> [To be done] Retype each of the records below, keeping every line unchanged.

> [Rows from a pointing dataset]
>> BEGIN

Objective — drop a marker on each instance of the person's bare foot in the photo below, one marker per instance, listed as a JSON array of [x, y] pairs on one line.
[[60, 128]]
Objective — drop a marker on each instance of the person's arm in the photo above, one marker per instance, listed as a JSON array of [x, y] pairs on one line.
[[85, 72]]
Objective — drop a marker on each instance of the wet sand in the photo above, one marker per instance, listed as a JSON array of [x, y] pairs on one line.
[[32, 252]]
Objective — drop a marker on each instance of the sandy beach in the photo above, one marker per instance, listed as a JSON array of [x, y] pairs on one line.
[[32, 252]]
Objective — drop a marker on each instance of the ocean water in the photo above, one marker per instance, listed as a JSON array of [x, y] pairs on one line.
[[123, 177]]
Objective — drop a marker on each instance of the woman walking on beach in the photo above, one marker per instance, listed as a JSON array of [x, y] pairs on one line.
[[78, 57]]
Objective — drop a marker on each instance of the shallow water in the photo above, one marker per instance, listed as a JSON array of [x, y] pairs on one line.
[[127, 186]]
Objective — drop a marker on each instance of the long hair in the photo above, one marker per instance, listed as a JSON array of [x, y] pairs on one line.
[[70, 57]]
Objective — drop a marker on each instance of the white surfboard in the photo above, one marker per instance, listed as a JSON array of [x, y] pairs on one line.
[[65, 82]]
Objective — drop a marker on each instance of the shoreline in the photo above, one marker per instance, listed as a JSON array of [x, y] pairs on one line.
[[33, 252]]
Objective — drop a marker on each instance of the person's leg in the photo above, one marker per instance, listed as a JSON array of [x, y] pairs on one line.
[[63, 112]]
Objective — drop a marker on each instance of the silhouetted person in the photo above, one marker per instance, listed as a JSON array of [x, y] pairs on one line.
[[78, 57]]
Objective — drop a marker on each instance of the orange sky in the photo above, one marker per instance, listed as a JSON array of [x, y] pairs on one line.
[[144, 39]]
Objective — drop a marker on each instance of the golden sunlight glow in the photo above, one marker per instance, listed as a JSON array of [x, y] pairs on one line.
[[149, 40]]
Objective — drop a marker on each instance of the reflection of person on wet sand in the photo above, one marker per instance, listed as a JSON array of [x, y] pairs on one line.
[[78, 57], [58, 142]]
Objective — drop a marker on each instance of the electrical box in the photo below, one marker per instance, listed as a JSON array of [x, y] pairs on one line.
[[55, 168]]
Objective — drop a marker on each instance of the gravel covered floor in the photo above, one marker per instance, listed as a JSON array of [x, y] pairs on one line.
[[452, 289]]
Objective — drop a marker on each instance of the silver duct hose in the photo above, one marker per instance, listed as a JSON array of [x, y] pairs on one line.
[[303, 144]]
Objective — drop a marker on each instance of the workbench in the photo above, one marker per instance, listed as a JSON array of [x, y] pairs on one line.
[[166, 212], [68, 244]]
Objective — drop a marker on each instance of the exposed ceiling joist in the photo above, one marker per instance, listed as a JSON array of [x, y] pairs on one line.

>> END

> [Completed task]
Objective — drop a marker on each instance of the person's bare foot in the photo below, one marker per instance, listed as a JSON array of [x, y] pairs on one line.
[[60, 128]]
Objective — drop a marker on each instance of the person's arm in the photo above, one marker per instance, listed as a JSON array of [x, y] pairs on one line.
[[85, 72]]
Objective — drop a marker on each instance of the wet sand in the photo above, one marker per instance, listed as a JSON array of [x, y] pairs on one line.
[[32, 252]]
Objective — drop a marker on each instance of the sandy beach in the photo above, one marker per instance, listed as a JSON array of [x, y] pairs on one line.
[[32, 252]]
Objective — drop a marker on each instance of the ocean water in the photo above, one marker per instance, listed as a JSON array of [x, y] pairs on one line.
[[123, 177]]
Objective — drop a marker on each instance of the woman walking on beach in the photo above, one marker per instance, listed as a JSON array of [x, y] pairs on one line.
[[78, 57]]
Objective — drop a marker on each instance of the shallow water in the photo above, one marker per instance, listed as a JSON array of [x, y] pairs on one line.
[[127, 186]]
Objective — drop a marker on each instance of the long hair in the photo above, one marker per instance, listed as a JSON array of [x, y] pairs on one line.
[[70, 57]]
Objective — drop a marker on each instance of the white surfboard in the photo above, one marker per instance, listed as a JSON array of [x, y] pairs on one line.
[[65, 82]]
Objective — drop a marker on each instance of the shoreline in the photo above, one marker per instance, listed as a JSON array of [x, y] pairs on one line.
[[33, 252]]
Objective — drop a marker on each instance of the person's leg in the photo above, one marker per instance, listed as a JSON array of [x, y] pairs on one line.
[[63, 112]]
Objective — drop a marker on each instance of the silhouetted person in the photo above, one marker per instance, listed as a JSON array of [x, y] pairs on one line.
[[78, 57]]
Objective — drop a marker on each instance of the orange sky in the photo above, one marker per instance, listed as a JSON array of [x, y] pairs on one line.
[[144, 39]]
Objective — drop a marker on each instance of the golden sunlight glow in the photo above, one marker per instance, listed as a JSON array of [x, y] pairs on one line.
[[149, 40]]
Objective — drop a marker on each instance of the reflection of person on wet sand in the photo above, one marker per instance, listed as a JSON array of [x, y] pairs on one line.
[[78, 57], [58, 142]]
Objective — drop a marker on each instance of the electrical box in the photo below, one marker per instance, listed as a JSON array of [x, y] pairs on one line.
[[55, 168]]
Objective — drop a marker on each instance of the gravel covered floor in the photo above, one marker per instance, listed as a JSON array of [x, y] pairs on one line.
[[452, 289]]
Objective — drop a marker on each instance of the silver duct hose in the photo above, one marker per instance, listed as a JSON array of [x, y] pairs on one line.
[[303, 144]]
Objective — drop a marker on each instance of the workbench in the photo above, one marker per instance, listed as a JSON array of [x, y] pairs on one line.
[[166, 212], [68, 244]]
Objective — drop a marker on each instance of the exposed ceiling joist in the photo above, one marker per instance, listed as a JSON array of [x, y] pairs on one line.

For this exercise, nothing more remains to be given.